_Required work_. Below are some records; copy them word for word and drop the pictures.

===== Data shown

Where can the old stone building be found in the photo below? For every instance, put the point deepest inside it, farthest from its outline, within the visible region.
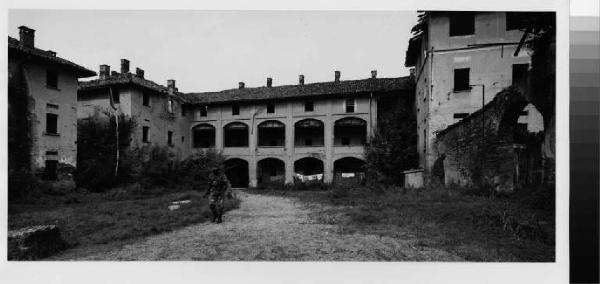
(42, 107)
(158, 110)
(267, 134)
(461, 61)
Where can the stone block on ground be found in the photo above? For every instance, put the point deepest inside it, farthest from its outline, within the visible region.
(35, 242)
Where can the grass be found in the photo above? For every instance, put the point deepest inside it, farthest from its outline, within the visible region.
(475, 227)
(119, 214)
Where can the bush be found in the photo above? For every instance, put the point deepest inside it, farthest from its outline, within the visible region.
(97, 148)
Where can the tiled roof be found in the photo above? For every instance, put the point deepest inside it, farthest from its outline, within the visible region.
(300, 91)
(47, 56)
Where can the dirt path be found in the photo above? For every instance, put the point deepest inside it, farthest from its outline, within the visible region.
(263, 228)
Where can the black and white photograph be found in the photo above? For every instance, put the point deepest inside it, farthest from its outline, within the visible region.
(303, 136)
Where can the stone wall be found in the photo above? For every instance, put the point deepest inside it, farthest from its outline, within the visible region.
(480, 149)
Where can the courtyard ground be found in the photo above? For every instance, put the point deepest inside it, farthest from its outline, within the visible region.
(266, 227)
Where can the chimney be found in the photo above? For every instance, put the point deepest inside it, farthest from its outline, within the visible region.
(104, 72)
(26, 37)
(139, 72)
(124, 66)
(171, 85)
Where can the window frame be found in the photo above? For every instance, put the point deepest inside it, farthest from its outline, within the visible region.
(467, 86)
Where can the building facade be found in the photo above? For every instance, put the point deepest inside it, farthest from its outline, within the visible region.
(461, 60)
(270, 134)
(42, 99)
(158, 110)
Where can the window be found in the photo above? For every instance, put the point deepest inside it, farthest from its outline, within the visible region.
(50, 172)
(145, 130)
(345, 140)
(519, 75)
(462, 23)
(116, 96)
(51, 78)
(51, 123)
(146, 99)
(512, 21)
(349, 103)
(170, 105)
(461, 115)
(461, 79)
(309, 106)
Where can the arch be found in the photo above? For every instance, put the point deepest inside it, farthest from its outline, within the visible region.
(308, 169)
(349, 167)
(271, 133)
(235, 134)
(350, 131)
(203, 136)
(236, 170)
(270, 171)
(309, 132)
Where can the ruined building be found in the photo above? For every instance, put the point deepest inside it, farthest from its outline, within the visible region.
(461, 61)
(42, 107)
(267, 134)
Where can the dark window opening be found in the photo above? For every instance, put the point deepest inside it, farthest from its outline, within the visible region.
(170, 137)
(461, 115)
(349, 105)
(512, 21)
(350, 131)
(203, 136)
(461, 79)
(146, 99)
(309, 132)
(235, 135)
(50, 170)
(145, 130)
(462, 23)
(271, 133)
(519, 74)
(51, 123)
(52, 78)
(309, 106)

==========

_Solved problem_.
Where can the old stone building be found in the photo below? For every instance, put the point deepest inside it, farthest from its outline, within the visible region.
(42, 107)
(158, 110)
(267, 134)
(461, 61)
Where can the stone block on ground be found in the photo above? For every instance, put the point deepest inside it, farthest from its outline, within the visible region.
(35, 242)
Where can the grass be found in the photo above? For every instance, put the point deepest inside it, farthest from its outline, within the visible region.
(475, 227)
(119, 214)
Where can the bush be found in the photo above? For every instance, put the point deepest inside it, farthest from its outline, within the visible region.
(97, 148)
Where can the tiled roof be found in the photo above? For every instance, put the point deepest inside it, farthest from its outline, within the visible region.
(300, 91)
(47, 56)
Where can the dirt path be found in the photo above? For every instance, put the point deepest inside it, farthest from its outline, within the visible region.
(263, 228)
Where can the black and white photograph be found in the photo above? For every instance, put the point deepest inside it, farthest from its outline, within the visible region.
(303, 136)
Where can the stone wall be found in the photo above? For every instance, put the point deepest inside it, farthest from its outline, within the visible region.
(480, 149)
Where can the courtyard ground be found in the photo above? For every instance, put the point deepest inside it, farthest from its outline, within the visible region.
(266, 227)
Where can the chimney be found in the photo above? For every instance, put the point deepest inside it, farthest from its outline, within the visible region.
(104, 72)
(26, 37)
(139, 72)
(124, 66)
(171, 85)
Where can the window frame be found in the photo above? For every instance, put the point deepest inside it, farthest from its outline, within the visible region.
(467, 86)
Where can the building facade be found in the photo above? For every instance, put the point deepest inside it, farthest from its outline, within the visible region.
(461, 60)
(270, 134)
(42, 99)
(158, 110)
Where can the window be found in the photo above? For every instance, put the point deepest inside it, farthest from its outline, within the visible region.
(50, 172)
(145, 130)
(345, 140)
(519, 75)
(462, 23)
(116, 96)
(51, 78)
(51, 123)
(146, 99)
(512, 21)
(349, 103)
(170, 105)
(461, 115)
(461, 79)
(309, 106)
Where can the arch be found in the photo above? For every instance, put the point deepest inside it, farthest from its outline, within the visible region.
(308, 169)
(349, 167)
(271, 133)
(235, 134)
(350, 131)
(203, 136)
(236, 170)
(270, 171)
(309, 132)
Where can the ruined building be found in the photo above? For every instance, put the point deepest inside it, farthest from its outline, within the visible region.
(461, 61)
(42, 107)
(267, 134)
Where can the dark window opening be found in the photo above? For every instance, put the point deepest inside it, farthest from its outline, within the visible region.
(170, 137)
(461, 115)
(349, 105)
(512, 21)
(350, 131)
(203, 136)
(461, 79)
(146, 99)
(309, 132)
(235, 135)
(50, 170)
(145, 130)
(462, 23)
(271, 133)
(519, 74)
(51, 123)
(52, 78)
(309, 106)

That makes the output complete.